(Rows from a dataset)

──────

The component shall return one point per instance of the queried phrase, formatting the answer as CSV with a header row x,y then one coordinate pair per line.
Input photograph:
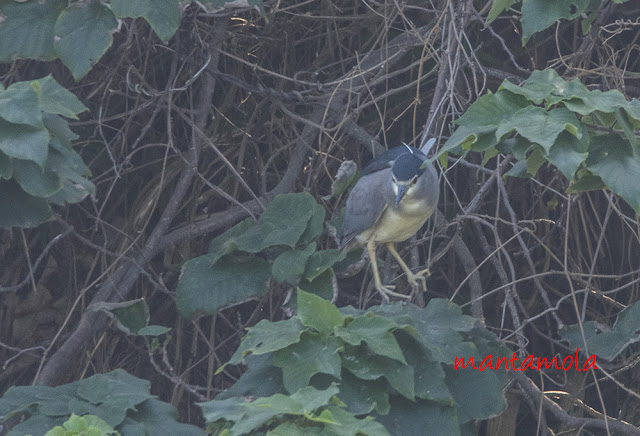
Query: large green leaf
x,y
25,210
376,331
362,396
318,313
290,265
247,417
540,126
163,15
83,35
27,29
267,337
492,109
462,382
496,9
20,104
568,152
23,142
367,366
113,394
320,261
33,180
617,163
153,417
315,353
205,288
283,223
420,418
56,99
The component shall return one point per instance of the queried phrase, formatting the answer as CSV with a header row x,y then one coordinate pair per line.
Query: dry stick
x,y
559,413
118,286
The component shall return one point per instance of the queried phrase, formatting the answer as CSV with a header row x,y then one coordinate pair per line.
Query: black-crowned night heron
x,y
390,202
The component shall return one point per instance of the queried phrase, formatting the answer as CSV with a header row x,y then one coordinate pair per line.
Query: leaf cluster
x,y
38,166
392,362
119,399
587,134
232,271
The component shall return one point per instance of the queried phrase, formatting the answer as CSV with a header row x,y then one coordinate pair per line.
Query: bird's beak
x,y
401,191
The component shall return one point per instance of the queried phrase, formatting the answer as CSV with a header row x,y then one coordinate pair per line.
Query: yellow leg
x,y
385,291
417,281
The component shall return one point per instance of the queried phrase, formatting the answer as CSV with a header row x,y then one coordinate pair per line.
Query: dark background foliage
x,y
187,138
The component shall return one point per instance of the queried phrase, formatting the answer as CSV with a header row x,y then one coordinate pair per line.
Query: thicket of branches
x,y
186,139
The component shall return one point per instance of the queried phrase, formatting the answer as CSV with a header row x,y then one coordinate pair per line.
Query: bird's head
x,y
405,174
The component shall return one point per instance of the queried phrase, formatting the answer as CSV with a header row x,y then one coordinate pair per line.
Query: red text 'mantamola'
x,y
529,362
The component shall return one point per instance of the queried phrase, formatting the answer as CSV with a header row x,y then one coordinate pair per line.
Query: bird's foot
x,y
387,292
418,281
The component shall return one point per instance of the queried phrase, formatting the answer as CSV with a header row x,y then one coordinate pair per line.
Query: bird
x,y
389,203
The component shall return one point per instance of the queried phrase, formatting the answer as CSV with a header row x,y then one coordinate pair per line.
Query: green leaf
x,y
540,126
362,396
283,223
68,164
376,331
366,366
56,99
464,381
320,261
318,313
539,86
205,288
6,167
114,393
492,109
290,265
627,128
226,243
348,425
413,418
162,15
586,182
534,161
321,286
33,180
586,102
568,152
496,9
429,374
83,35
155,417
22,142
250,416
537,15
153,330
314,354
27,30
25,210
314,226
261,379
618,165
20,104
438,324
267,337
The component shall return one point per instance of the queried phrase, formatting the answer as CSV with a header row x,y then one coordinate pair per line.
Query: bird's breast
x,y
399,224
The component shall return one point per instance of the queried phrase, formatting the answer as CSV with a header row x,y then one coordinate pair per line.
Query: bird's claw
x,y
418,281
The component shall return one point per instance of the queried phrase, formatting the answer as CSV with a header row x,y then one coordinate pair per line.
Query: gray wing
x,y
365,204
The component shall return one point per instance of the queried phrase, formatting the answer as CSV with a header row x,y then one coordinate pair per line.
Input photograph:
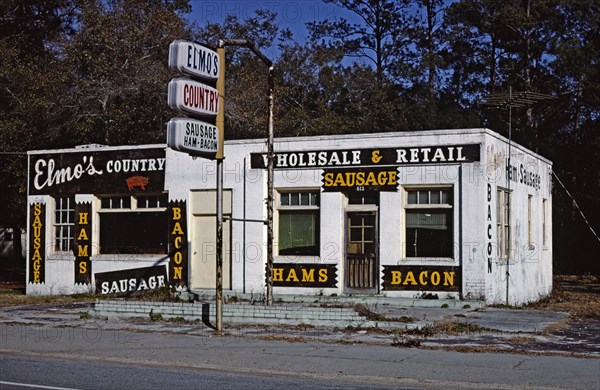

──────

● **DIRECTIONS**
Copy out every line in the rows above that contains the word "leaf".

● **TASK ANSWER**
Query: large green leaf
Query: leaf cluster
Query: green leaf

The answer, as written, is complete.